━━━ DATA SUPPLIED

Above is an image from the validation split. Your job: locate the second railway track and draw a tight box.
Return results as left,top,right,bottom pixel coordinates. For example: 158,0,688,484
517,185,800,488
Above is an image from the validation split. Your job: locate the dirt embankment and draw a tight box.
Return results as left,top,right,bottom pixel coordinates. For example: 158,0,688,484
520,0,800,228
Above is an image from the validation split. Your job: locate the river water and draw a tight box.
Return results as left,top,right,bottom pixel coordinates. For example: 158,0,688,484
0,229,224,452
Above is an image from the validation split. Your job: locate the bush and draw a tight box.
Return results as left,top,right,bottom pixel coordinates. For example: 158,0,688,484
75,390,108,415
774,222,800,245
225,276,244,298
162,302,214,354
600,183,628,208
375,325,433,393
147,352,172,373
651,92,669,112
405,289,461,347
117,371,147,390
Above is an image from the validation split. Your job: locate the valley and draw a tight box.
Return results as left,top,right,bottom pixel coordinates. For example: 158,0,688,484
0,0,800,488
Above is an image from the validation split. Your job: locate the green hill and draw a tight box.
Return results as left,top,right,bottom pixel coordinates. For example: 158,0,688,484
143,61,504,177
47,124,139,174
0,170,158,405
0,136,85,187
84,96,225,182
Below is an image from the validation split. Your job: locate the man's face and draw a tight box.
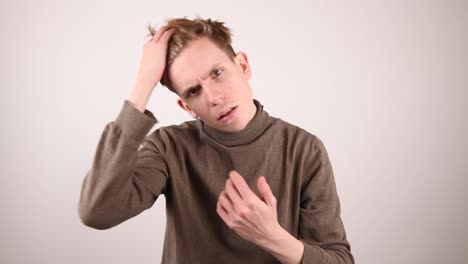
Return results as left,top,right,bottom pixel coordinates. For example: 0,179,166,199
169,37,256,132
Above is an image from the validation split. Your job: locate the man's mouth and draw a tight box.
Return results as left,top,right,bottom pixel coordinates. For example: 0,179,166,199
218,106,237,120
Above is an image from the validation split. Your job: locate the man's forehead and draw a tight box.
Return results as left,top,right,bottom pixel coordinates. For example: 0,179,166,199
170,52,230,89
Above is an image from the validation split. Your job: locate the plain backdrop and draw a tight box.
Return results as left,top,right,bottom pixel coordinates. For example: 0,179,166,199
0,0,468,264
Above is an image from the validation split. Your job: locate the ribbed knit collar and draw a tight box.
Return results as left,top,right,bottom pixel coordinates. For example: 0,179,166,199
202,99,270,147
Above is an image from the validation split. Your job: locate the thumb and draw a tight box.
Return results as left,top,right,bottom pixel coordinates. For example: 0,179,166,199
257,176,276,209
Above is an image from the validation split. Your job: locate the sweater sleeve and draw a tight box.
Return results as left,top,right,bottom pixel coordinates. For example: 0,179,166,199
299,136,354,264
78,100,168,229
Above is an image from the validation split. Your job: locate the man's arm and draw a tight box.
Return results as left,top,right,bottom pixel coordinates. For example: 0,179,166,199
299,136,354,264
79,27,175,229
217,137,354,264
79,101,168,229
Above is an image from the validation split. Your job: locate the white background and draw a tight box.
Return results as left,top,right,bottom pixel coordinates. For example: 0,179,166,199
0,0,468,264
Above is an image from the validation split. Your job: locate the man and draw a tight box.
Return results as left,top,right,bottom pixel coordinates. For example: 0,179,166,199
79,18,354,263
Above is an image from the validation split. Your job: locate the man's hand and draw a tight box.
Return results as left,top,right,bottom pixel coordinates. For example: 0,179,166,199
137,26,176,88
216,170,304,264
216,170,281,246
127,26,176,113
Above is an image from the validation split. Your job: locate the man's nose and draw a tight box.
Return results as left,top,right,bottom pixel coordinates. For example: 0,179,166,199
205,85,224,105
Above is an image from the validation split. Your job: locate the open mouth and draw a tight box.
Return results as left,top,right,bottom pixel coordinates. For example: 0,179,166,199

━━━━━━

[INSTRUCTIONS TO FOLLOW]
Set down the lines of the data above word for word, covering all of the data. Leave the pictures out.

[CORRECT ANSWER]
Above is an image from the validation split. Your job: locate the second railway track and draw a tight box.
Return results as left,top,right,bottom pixel coordinates. For example: 158,0,688,484
517,185,800,488
Above is an image from the validation split. Your job: locate the dirt embankment and draw a tight box.
Return results as left,top,right,bottom pixel coordinates. For example: 158,0,688,484
520,0,800,228
Above is an image from the validation split. Your job: locate the river water and draw a tight box.
Return results as left,top,right,bottom pixel coordinates. For example: 158,0,688,484
0,229,224,452
Above is an image from the validation split. Your job: locate the bush and draw a tight box.
Return results as left,top,right,bottom pixel coordinates. For example: 158,0,688,484
75,390,108,415
774,222,800,245
225,276,244,298
162,302,214,354
600,183,628,208
375,325,433,393
147,352,172,373
651,92,669,112
405,289,461,347
117,371,147,390
Above is an image from the validation split. Your job: locate the valley and draw a tight box.
Return results as left,top,right,bottom pixel coordinates. For example: 158,0,688,484
0,0,800,488
Above is an image from the validation split. Your job: locate the green hill and draw a tight box.
Return results as left,top,right,bottom pixel coordinates. For example: 158,0,688,484
143,61,504,177
47,124,139,174
0,170,158,405
0,136,85,187
84,96,225,182
Below is an image from the validation split. Your job: locate the man's face and draw a tight box.
Return results as left,top,right,bottom pixel coordinates. For example: 0,179,166,199
169,37,256,132
Above is an image from the validation split. Your job: locate the man's mouth and draw a tight box.
Return results as left,top,right,bottom pixel coordinates. For example: 0,179,166,199
218,106,237,120
Above is an image from the validation split. Your job: locate the man's forehead and draw a tight box.
Return results as left,top,right,bottom pixel coordinates. For example: 0,179,166,199
170,52,230,89
Above is an image from the validation split. Your job: locate the plain backdrop and draw a tight box.
Return results as left,top,right,bottom pixel coordinates. For example: 0,179,166,199
0,0,468,264
Above is an image from the validation split. Your job: locate the ribbed knit collar and draw a tight box.
Return results as left,top,right,bottom pixel coordinates. For example: 0,179,166,199
202,99,270,147
Above is an image from the validation split. Your job: locate the thumb and draw a tight box.
Return results as left,top,right,bottom pixel coordinates. For example: 0,179,166,199
257,176,276,209
Above is an image from the validation split. Your job: locate the sweater sleeve and draw a tight box.
Return results as left,top,right,bottom pixel coordinates. For example: 0,179,166,199
299,136,354,264
78,100,168,229
Above is an image from the validation split. Your job: locate the man's arm and draw a tight box.
Return results as left,top,right,bottom pixel coordinates. For example: 0,179,166,199
299,136,354,264
79,27,175,229
217,137,354,264
79,101,168,229
Above is an image from the validation split. Your job: locate the white background and draw a tight box.
Return results as left,top,right,bottom pixel coordinates. For example: 0,179,166,199
0,0,468,264
Above is an image from the validation split. Your job: locate the man and draw a tight box.
Return results as left,top,right,bottom pixel coordinates. For example: 0,179,166,199
79,18,354,263
Above is an image from the validation split. Your job: locate the man's hand and draw a tight box.
Return results as left,top,right,bottom pixel coordinates. For example: 0,179,166,199
137,26,176,88
216,170,304,264
216,170,281,246
127,26,176,113
Above is an image from the validation split. Your job: locate the man's nose and draw a tight box.
Return results as left,top,right,bottom pixel coordinates. For example: 0,179,166,199
205,85,224,105
Above is an image from the validation split. Your job: locate the open mouth and draw a tight box.
Return results as left,top,right,bottom pixel coordinates. For example: 0,179,166,199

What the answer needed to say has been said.